The task:
Copy the lines below verbatim, but only from the line containing "Wildlife-tally tagging: find every instance of the dark" through the end of the data.
-*-*-
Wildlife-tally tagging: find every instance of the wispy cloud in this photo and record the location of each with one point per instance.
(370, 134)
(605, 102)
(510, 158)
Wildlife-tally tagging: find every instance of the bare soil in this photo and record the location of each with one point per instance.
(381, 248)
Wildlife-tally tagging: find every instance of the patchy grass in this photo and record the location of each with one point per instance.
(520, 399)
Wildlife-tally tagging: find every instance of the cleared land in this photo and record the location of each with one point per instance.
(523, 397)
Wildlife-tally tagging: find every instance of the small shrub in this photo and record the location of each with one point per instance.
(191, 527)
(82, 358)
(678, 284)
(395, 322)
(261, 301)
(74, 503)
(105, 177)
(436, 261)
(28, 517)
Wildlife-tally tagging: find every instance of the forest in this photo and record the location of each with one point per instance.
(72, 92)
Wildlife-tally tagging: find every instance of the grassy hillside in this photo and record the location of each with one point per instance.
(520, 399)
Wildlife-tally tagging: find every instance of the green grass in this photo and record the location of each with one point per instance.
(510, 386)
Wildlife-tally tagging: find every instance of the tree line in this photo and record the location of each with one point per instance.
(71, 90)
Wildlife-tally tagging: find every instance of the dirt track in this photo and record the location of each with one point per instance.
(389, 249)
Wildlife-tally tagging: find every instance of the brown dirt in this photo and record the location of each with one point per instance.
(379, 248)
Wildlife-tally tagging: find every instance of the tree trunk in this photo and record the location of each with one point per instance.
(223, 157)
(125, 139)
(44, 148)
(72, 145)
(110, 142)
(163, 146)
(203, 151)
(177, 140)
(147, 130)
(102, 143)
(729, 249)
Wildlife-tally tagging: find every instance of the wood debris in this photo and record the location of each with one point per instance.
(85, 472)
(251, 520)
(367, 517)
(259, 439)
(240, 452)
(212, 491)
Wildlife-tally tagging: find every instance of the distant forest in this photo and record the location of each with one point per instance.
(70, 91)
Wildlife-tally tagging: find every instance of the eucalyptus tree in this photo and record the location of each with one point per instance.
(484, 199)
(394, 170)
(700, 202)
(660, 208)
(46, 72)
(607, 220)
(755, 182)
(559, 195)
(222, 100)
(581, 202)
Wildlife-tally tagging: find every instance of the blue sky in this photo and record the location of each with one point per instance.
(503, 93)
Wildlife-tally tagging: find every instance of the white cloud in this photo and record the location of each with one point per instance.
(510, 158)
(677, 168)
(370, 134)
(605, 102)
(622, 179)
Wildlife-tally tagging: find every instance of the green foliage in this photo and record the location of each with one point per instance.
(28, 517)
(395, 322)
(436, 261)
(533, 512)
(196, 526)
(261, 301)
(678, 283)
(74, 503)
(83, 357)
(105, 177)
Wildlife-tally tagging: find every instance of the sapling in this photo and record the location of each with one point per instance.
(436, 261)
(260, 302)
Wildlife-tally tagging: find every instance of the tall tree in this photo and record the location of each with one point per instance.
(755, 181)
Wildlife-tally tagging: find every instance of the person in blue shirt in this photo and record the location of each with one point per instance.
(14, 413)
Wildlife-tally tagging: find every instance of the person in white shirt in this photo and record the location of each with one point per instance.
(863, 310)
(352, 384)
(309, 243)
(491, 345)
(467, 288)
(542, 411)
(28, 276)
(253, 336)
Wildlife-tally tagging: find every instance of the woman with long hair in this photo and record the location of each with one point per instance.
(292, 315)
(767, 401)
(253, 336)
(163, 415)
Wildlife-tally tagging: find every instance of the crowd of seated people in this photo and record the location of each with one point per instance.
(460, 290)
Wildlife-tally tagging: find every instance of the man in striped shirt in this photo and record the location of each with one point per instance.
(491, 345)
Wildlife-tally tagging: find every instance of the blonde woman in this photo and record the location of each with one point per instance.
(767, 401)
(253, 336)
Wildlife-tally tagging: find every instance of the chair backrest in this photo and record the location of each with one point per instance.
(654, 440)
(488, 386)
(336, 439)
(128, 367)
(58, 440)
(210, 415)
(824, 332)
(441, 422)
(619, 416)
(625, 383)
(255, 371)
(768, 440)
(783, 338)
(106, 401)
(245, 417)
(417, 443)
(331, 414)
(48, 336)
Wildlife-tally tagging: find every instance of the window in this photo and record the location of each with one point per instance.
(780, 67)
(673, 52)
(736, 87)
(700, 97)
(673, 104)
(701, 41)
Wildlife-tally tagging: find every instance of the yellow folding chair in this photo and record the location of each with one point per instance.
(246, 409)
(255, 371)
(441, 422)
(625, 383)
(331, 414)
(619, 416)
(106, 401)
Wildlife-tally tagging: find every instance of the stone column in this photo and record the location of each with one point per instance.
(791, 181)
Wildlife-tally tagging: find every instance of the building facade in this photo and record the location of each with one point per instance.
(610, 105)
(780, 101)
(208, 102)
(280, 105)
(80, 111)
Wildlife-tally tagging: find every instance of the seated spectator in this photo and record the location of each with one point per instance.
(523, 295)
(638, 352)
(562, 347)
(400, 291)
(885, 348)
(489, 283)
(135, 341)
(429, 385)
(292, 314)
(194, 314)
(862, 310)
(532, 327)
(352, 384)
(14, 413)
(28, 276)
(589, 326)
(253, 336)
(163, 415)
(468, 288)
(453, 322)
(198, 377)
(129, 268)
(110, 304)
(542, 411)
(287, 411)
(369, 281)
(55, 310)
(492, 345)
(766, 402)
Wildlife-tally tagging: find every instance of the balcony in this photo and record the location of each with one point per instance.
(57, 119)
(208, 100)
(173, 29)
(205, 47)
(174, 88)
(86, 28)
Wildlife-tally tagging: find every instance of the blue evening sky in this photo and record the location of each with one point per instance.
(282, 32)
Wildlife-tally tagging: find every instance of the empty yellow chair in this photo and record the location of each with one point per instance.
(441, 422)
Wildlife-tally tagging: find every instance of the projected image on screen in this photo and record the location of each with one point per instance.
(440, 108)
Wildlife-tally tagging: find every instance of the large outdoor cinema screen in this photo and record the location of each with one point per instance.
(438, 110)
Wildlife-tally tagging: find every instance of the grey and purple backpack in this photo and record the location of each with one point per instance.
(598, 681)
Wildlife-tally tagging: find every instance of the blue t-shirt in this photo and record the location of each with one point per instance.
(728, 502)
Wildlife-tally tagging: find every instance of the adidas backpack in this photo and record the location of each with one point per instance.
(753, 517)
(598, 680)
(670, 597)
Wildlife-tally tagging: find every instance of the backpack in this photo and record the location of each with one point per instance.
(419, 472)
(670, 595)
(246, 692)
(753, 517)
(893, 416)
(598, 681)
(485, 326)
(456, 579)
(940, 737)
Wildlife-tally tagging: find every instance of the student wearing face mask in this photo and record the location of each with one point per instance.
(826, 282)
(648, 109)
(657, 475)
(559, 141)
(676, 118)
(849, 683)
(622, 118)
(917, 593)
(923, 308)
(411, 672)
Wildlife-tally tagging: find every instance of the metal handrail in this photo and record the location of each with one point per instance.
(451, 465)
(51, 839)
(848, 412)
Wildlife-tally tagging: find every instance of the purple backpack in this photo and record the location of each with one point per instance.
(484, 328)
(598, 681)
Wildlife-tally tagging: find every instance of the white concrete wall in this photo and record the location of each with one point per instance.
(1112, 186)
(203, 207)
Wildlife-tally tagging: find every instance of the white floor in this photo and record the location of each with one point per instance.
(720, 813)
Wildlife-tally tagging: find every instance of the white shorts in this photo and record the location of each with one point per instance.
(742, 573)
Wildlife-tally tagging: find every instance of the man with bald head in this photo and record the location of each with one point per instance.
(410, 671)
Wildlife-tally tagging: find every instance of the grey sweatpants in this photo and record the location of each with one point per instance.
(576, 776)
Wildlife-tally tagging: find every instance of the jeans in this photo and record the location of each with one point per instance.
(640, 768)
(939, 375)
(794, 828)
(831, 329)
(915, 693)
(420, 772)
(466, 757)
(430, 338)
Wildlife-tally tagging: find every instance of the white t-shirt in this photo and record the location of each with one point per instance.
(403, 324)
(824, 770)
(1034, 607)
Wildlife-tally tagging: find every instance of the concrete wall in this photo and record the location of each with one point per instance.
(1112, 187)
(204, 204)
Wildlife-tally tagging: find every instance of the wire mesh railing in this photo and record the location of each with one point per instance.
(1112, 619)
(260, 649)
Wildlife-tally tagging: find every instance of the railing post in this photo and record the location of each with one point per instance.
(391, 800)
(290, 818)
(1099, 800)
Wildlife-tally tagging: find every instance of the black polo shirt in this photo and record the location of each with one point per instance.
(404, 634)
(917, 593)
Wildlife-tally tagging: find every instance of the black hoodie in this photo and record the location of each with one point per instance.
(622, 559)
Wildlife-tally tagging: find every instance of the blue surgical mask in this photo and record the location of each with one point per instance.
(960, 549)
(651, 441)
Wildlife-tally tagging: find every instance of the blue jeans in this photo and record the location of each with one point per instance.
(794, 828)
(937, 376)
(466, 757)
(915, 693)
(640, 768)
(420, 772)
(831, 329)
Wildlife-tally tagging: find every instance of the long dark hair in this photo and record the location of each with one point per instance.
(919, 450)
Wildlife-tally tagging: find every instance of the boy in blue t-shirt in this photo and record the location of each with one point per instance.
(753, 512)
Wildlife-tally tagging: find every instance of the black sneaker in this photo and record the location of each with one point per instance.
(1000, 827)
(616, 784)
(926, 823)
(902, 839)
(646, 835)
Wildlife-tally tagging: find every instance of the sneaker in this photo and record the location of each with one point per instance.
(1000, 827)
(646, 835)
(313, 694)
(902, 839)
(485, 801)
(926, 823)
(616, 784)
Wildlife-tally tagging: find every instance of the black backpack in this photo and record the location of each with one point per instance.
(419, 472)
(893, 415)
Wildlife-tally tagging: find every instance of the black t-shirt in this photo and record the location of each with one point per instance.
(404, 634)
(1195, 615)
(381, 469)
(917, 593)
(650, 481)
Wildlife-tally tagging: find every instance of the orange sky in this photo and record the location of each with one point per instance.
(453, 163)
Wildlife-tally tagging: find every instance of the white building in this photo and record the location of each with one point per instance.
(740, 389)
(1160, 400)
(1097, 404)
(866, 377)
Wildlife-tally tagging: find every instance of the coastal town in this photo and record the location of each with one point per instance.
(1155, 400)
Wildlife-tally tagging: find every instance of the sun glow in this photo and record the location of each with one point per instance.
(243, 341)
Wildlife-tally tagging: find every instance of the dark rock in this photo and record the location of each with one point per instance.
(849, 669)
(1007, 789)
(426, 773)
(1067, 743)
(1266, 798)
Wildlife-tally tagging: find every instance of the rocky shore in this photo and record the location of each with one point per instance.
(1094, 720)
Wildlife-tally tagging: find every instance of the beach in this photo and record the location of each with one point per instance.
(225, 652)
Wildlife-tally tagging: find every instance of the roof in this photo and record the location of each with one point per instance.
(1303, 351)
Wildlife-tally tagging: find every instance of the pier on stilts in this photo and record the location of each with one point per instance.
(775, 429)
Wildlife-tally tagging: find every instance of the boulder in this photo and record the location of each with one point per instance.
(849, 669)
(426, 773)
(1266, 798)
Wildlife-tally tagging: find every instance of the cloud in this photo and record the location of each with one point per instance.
-*-*-
Task solution:
Wildlife-tally tagging: find every instance of the dark rock in this photo and record the location of each with one point per instance.
(849, 669)
(1007, 789)
(426, 773)
(1067, 743)
(1266, 798)
Wildlife-tally tagging: find every instance of the rocky shore in this photo and record the location of each with one point per instance.
(1094, 720)
Wildlife-tally tagging: find every instance of the beach in this photo and record the location of each with one point per instance.
(225, 652)
Wildlife-tally tagging: find every instance of the roof in this photo and record the location of each with one point per instance.
(1303, 351)
Wildlife-tally tagging: find every instance of the pier on stilts in this photo and record the location of each with one point per instance.
(775, 429)
Wildlife-tally tagging: find every instance of the boulder in this photo and record the location of each with one point per instance.
(849, 669)
(426, 773)
(1266, 798)
Wildlife-tally tagging: find every instance of the cloud in this photo and record the location of each with one point per instance.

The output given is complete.